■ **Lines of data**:
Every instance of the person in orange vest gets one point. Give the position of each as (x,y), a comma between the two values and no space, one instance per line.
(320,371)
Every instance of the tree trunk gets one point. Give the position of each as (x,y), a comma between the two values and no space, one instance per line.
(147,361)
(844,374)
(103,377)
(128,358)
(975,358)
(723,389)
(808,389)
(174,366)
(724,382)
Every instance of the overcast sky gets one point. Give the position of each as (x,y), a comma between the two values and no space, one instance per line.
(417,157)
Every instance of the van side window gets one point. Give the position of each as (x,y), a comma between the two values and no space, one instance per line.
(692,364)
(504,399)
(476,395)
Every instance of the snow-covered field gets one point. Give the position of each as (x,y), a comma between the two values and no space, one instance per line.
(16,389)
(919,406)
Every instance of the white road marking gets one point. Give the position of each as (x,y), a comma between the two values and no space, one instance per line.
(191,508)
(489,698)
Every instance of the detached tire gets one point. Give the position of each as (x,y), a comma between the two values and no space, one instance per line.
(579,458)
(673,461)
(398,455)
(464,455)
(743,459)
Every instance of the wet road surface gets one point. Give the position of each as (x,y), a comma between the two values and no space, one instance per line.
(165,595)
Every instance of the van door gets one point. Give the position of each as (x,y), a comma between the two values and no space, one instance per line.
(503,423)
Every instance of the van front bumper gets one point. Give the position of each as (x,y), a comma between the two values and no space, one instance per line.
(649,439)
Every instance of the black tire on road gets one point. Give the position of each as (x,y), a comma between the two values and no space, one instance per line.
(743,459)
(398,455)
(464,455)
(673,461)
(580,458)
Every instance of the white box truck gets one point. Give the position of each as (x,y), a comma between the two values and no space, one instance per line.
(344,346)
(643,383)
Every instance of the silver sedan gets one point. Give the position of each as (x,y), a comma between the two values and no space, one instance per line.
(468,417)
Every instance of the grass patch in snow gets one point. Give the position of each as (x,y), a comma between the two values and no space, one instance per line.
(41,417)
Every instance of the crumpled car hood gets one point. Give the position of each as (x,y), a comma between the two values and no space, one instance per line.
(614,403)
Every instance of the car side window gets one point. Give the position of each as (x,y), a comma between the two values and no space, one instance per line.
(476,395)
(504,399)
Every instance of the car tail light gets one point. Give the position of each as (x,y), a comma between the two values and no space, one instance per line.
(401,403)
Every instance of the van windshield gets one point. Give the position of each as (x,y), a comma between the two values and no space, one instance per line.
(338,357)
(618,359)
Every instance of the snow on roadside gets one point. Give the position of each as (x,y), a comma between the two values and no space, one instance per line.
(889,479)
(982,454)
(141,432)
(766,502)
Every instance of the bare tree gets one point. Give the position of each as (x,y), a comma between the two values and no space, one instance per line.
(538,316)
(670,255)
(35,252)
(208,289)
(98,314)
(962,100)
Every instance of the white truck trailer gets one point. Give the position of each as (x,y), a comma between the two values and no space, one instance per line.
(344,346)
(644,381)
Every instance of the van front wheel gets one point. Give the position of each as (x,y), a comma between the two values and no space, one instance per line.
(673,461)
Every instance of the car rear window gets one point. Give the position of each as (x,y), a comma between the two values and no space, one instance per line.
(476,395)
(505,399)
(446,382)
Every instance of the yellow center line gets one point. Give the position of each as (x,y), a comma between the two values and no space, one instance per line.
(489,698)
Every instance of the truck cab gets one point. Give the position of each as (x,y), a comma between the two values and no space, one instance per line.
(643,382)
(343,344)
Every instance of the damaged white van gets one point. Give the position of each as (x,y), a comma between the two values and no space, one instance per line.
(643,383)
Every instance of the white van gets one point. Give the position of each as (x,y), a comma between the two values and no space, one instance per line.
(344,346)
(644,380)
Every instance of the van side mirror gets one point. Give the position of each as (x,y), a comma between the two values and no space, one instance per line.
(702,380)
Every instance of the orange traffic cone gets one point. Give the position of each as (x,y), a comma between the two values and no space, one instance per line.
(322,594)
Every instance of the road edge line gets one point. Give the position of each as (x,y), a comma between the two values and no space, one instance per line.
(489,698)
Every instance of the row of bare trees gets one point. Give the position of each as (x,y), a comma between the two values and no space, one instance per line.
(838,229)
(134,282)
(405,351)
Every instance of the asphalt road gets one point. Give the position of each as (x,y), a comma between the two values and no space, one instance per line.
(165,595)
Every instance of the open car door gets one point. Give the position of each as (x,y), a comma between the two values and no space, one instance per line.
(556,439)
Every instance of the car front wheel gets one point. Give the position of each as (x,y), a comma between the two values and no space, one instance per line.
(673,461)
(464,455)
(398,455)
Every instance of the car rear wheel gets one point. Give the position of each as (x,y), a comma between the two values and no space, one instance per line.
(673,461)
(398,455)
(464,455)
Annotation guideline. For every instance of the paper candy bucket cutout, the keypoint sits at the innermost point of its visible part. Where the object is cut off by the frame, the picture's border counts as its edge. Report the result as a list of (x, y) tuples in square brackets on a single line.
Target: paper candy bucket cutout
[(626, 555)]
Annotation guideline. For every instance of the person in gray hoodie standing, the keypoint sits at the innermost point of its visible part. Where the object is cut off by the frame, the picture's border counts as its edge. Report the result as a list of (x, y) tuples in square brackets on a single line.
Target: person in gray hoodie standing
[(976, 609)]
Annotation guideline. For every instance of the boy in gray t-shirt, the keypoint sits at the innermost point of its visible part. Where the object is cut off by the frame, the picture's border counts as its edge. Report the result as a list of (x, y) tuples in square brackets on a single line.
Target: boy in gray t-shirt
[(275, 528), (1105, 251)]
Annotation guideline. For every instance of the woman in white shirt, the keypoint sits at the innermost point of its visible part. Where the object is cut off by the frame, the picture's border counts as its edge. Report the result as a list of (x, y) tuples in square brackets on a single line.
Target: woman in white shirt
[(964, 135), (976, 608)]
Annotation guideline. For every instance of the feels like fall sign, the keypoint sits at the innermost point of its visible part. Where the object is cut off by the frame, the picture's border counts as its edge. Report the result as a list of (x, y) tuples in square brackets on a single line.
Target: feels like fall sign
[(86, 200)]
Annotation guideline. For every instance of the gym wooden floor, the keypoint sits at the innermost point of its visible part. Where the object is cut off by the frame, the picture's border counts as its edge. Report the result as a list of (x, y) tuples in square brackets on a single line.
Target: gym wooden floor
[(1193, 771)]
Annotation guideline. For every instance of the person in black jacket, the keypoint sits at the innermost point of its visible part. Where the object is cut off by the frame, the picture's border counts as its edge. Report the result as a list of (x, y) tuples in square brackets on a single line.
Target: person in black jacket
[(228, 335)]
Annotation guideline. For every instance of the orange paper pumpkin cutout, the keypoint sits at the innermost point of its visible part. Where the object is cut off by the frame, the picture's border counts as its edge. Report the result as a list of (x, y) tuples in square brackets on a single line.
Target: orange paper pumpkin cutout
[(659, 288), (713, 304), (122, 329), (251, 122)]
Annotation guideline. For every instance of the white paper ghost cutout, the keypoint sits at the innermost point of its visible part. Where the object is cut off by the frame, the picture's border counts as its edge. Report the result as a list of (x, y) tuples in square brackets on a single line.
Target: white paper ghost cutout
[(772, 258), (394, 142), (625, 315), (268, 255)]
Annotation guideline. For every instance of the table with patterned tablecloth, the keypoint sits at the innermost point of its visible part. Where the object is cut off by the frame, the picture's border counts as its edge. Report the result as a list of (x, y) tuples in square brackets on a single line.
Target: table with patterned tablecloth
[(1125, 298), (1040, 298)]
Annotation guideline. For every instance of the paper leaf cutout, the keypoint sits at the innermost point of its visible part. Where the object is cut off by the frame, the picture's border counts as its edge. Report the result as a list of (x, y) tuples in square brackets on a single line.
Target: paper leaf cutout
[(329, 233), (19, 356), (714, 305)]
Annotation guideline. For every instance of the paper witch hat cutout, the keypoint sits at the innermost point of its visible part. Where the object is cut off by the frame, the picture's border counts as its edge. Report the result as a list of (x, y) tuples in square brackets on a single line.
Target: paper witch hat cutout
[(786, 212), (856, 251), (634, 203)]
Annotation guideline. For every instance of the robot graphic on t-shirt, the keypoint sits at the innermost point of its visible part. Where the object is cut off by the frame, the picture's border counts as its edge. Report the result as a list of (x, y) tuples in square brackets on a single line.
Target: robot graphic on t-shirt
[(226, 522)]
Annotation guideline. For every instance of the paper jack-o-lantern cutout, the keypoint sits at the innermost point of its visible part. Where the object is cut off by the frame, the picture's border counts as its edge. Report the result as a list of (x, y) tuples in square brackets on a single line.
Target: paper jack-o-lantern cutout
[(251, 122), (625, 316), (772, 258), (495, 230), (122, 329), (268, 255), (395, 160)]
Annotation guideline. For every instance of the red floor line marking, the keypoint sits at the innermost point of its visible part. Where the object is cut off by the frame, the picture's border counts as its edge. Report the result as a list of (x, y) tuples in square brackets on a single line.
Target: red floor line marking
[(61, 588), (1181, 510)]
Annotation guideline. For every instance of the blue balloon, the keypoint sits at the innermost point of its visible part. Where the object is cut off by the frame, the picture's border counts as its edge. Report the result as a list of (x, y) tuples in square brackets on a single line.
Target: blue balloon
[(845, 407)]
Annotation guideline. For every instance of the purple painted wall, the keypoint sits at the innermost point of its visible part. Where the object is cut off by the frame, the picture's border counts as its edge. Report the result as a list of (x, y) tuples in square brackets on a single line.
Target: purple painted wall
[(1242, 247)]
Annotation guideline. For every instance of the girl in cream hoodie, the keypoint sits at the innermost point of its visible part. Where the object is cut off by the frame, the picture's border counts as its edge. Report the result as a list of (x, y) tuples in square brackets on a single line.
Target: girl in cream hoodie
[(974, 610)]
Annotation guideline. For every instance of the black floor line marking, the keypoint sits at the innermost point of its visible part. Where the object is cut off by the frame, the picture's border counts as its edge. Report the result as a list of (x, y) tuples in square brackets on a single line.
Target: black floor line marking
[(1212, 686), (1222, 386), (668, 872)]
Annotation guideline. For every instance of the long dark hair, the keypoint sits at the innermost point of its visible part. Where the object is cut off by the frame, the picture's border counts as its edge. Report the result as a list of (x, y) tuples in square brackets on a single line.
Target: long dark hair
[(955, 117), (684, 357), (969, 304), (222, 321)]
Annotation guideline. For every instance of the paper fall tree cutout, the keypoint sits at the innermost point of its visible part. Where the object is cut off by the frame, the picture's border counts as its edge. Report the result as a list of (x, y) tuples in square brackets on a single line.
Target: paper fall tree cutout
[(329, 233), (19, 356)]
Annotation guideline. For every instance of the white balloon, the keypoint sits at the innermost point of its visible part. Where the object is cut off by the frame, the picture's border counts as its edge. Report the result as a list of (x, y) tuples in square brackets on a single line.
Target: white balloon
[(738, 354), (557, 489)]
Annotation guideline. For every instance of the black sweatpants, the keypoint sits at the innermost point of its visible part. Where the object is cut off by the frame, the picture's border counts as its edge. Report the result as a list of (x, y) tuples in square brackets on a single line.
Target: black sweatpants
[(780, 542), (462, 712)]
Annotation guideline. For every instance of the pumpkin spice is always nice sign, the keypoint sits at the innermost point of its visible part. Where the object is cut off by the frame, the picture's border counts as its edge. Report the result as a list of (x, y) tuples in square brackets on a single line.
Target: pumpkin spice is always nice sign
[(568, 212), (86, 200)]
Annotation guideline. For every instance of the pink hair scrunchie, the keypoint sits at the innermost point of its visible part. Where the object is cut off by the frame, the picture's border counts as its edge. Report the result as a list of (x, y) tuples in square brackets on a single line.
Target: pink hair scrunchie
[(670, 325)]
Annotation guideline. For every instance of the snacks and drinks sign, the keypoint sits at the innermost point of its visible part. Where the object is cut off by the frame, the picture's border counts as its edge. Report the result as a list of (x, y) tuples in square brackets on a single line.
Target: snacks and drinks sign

■ **Job**:
Give back the lines above exactly, from the one with "Annotation guideline. For every instance of the pumpkin" through the last line.

■ **Exercise output**:
Annotation guideline. For every instance of the pumpkin spice is always nice sign, the keypoint sits at the innermost point of its visible part. Where the object is cut off by the frame, the picture's border counts as its edge. Report the result as a list of (x, y) tuples in square brackets on a single line.
Target: pumpkin spice is always nice sign
[(568, 212), (86, 200)]
Annotation guideline. For every instance of the pink hair scrunchie, the keypoint sits at the innermost point of its visible part. Where the object is cut off by the frame, the picture's border counts as its edge. Report the result as a list of (x, y) tuples in square brackets on a single line.
Target: pink hair scrunchie
[(670, 325)]
Annotation guideline. For every instance of the snacks and drinks sign, the keypoint sits at the innermost point of its visible part. Where the object is cut off by the frame, the picture's border counts as its edge. Report the result as a list of (x, y) tuples in square brackets on a single line.
Target: snacks and drinks sign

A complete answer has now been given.